====== TRECHO DE ORIGEM ======

24 Agora, meu pai, você sabe como foi o começo de minha transformação. Do que se passou com o meu veículo inerme nada mais fiquei sabendo. 25 A morte, ao que me parece, é cercada por leis de Compaixão Divina, porque me rendi a um sono providencial, qual se houvesse sorvido uma taça enorme de sedativos. 26 Quando despertei, a palavra retornou à minha garganta e não a garganta me retomou a palavra, porque percebi que falar, através do novo corpo que passei a usufruir, reclamava muito esforço.

27 Era eu um convalescente estranho sem haver experimentado moléstia alguma de que me acusasse.

28 Mas fazer funcionar os meus novos órgãos de manifestação exigia muito trabalho. Principiei balbuciando frases sem sons, qual se houvesse voltado a ser criança. 29 Em breve tempo um amigo que se me deu a conhecer por vovô Adolfo me incentivou ao diálogo e aceitei o desafio conquanto chorasse, porque a presença de pessoas tão queridas, de que ouvira referências em casa, não me deixava qualquer ilusão. Já não pertencia à existência física e a evidência disso me amargurava o coração.

======

→ PROBLEMA A
Por favor, converta em tabela Markdown com as colunas Nº e Linha as linhas da listagem, começando no início dela e terminando na linha que contém "box: [238, 40, 422, 337]", com ambas incluídas. Omita as linhas em branco e deixe as imagens fora da resposta.

====== REGISTROS DO CONJUNTO ======

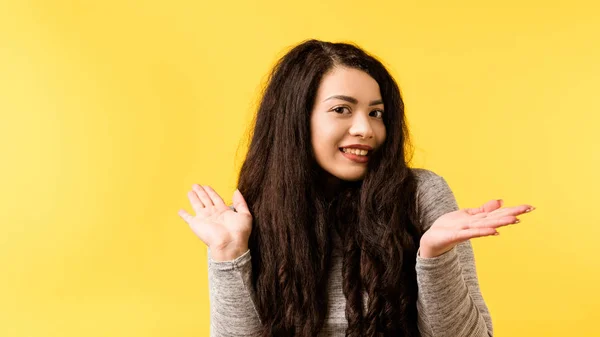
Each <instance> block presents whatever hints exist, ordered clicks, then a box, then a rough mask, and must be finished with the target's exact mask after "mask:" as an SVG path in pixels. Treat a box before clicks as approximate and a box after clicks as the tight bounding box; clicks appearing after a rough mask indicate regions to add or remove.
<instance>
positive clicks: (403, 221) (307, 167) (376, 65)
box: [238, 40, 422, 337]
mask: <svg viewBox="0 0 600 337" xmlns="http://www.w3.org/2000/svg"><path fill="white" fill-rule="evenodd" d="M336 66H343V67H350V68H356V69H360V70H362V71H364V72H366V73H367V74H369V75H370V76H371V77H373V79H375V80H376V81H377V83H378V84H379V88H380V91H381V96H382V99H383V103H384V106H385V110H386V113H385V114H384V117H383V118H384V125H385V127H386V132H387V137H386V140H385V142H384V143H383V144H382V146H381V147H380V148H379V149H378V150H377V151H375V152H374V153H373V154H372V156H371V158H370V160H369V164H368V171H367V173H366V175H365V177H364V178H363V179H362V180H361V181H358V182H344V183H343V184H342V186H341V188H340V190H339V191H338V193H335V196H333V197H331V196H328V194H327V193H325V191H324V189H323V187H322V186H323V184H322V181H323V179H324V178H323V177H324V175H326V172H324V170H323V169H321V168H320V167H319V166H318V164H317V163H316V160H315V157H314V153H313V148H312V144H311V137H310V132H311V130H310V114H311V111H312V108H313V105H314V101H315V97H316V93H317V90H318V87H319V84H320V82H321V80H322V77H323V76H324V74H326V73H327V72H328V71H329V70H331V69H332V68H333V67H336ZM261 97H262V98H261V101H260V104H259V106H258V112H257V114H256V117H255V121H254V128H253V130H252V136H251V142H250V146H249V149H248V152H247V156H246V159H245V161H244V163H243V165H242V168H241V171H240V175H239V181H238V188H239V190H240V191H241V192H242V194H243V195H244V197H245V199H246V201H247V203H248V206H249V208H250V211H251V213H252V215H253V219H254V222H253V229H252V233H251V236H250V239H249V247H250V250H251V252H252V268H253V279H252V282H253V283H252V286H253V287H254V289H255V292H256V302H257V303H256V308H257V311H258V313H259V316H260V319H261V322H262V336H265V337H267V336H303V337H304V336H315V335H316V334H317V333H318V332H319V331H320V329H321V328H322V326H323V324H324V320H325V317H326V314H327V309H328V306H327V304H328V297H327V283H328V279H329V277H330V275H329V272H328V270H329V267H330V262H331V251H332V245H333V240H332V230H337V232H338V233H339V235H340V238H341V242H342V247H341V249H342V250H343V266H342V275H341V276H342V278H343V282H342V284H343V293H344V296H345V297H346V309H345V310H346V312H345V313H346V318H347V320H348V327H347V330H346V336H352V337H354V336H368V337H371V336H419V332H418V329H417V308H416V299H417V284H416V272H415V263H416V262H415V261H416V252H417V249H418V243H419V240H420V237H421V235H422V232H421V230H420V227H419V226H418V225H417V224H418V219H417V215H416V203H415V195H416V178H415V176H414V174H413V173H412V171H411V170H410V169H409V167H408V162H409V161H410V159H409V158H408V157H409V155H411V154H412V151H409V150H410V149H411V147H410V142H409V137H408V136H409V134H408V129H407V125H406V121H405V115H404V103H403V101H402V97H401V94H400V90H399V88H398V85H397V84H396V82H395V81H394V79H393V78H392V76H391V75H390V74H389V72H388V71H387V70H386V69H385V67H384V66H383V65H382V63H381V62H380V61H378V60H377V59H376V58H375V57H373V56H371V55H369V54H368V53H367V52H365V51H364V50H362V49H361V48H360V47H358V46H356V45H354V44H348V43H330V42H324V41H319V40H308V41H305V42H303V43H301V44H299V45H297V46H295V47H293V48H292V49H291V50H290V51H289V52H288V53H287V54H286V55H284V56H283V57H282V58H281V59H280V60H279V61H278V62H277V64H276V65H275V67H274V68H273V70H272V72H271V73H270V76H269V78H268V82H267V85H266V87H265V89H264V91H263V92H262V96H261ZM336 277H337V276H336ZM364 294H366V295H367V299H368V301H367V303H366V310H364V309H363V308H364V305H365V303H364V302H363V296H364Z"/></svg>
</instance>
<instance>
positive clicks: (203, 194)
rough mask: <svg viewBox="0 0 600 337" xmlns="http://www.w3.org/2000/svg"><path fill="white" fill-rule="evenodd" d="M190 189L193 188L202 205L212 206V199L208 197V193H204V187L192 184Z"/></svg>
mask: <svg viewBox="0 0 600 337" xmlns="http://www.w3.org/2000/svg"><path fill="white" fill-rule="evenodd" d="M192 189H193V190H194V192H196V194H197V195H198V198H200V201H202V204H204V207H210V206H213V203H212V200H211V199H210V197H209V196H208V194H206V191H205V190H204V188H202V186H200V185H198V184H194V186H192Z"/></svg>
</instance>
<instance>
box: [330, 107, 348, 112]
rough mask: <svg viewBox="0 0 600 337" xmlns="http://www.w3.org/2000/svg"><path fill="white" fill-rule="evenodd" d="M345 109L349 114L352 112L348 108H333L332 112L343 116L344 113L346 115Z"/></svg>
mask: <svg viewBox="0 0 600 337" xmlns="http://www.w3.org/2000/svg"><path fill="white" fill-rule="evenodd" d="M344 109H345V110H348V112H350V109H348V108H346V107H345V106H338V107H335V108H333V109H332V110H333V111H335V112H337V113H339V114H342V113H344Z"/></svg>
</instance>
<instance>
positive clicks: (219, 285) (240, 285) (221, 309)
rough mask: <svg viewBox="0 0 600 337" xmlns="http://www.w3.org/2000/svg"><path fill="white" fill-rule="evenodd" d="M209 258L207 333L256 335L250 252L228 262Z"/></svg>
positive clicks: (237, 334) (254, 309) (253, 335)
mask: <svg viewBox="0 0 600 337" xmlns="http://www.w3.org/2000/svg"><path fill="white" fill-rule="evenodd" d="M208 256H209V260H208V284H209V288H210V336H211V337H233V336H245V337H251V336H259V332H260V327H261V323H260V319H259V316H258V313H257V311H256V309H255V306H254V300H255V295H254V290H253V288H252V283H251V280H252V263H251V261H250V258H251V257H250V251H249V250H248V251H247V252H246V253H244V254H243V255H241V256H240V257H238V258H236V259H234V260H231V261H214V260H213V259H212V258H211V257H210V250H209V254H208Z"/></svg>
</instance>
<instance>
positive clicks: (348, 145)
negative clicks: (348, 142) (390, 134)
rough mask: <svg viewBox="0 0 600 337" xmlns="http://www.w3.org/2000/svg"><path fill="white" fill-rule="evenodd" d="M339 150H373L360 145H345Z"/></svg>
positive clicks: (354, 144) (361, 145)
mask: <svg viewBox="0 0 600 337" xmlns="http://www.w3.org/2000/svg"><path fill="white" fill-rule="evenodd" d="M340 148H342V149H347V148H351V149H360V150H367V151H371V150H373V148H372V147H370V146H369V145H362V144H352V145H345V146H342V147H340Z"/></svg>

======

→ PROBLEMA B
Reescreva em forma de lista o parágrafo do trecho que começa com "Mas fazer funcionar os meus novos órgãos", mantendo seus fatos principais.

→ RESPOSTA ESPERADA A
| Nº | Linha |
|---|---|
| 1 | Each <instance> block presents whatever hints exist, ordered clicks, then a box, then a rough mask, and must be finished with the target's exact mask after "mask:" as an SVG path in pixels. Treat a box before clicks as approximate and a box after clicks as the tight bounding box; clicks appearing after a rough mask indicate regions to add or remove. |
| 2 | <instance> |
| 3 | positive clicks: (403, 221) (307, 167) (376, 65) |
| 4 | box: [238, 40, 422, 337] |

→ RESPOSTA ESPERADA B
- Fazer funcionar os novos órgãos de manifestação exigia muito trabalho.
- O começo foi balbuciando frases sem sons, como se tivesse voltado a ser criança.
- Logo um amigo que se apresentou como vovô Adolfo incentivou o diálogo, e o desafio foi aceito apesar do choro.
- A presença de pessoas queridas, de quem se ouvira falar em casa, não deixava ilusão: já não se pertencia à existência física, e isso amargurava o coração.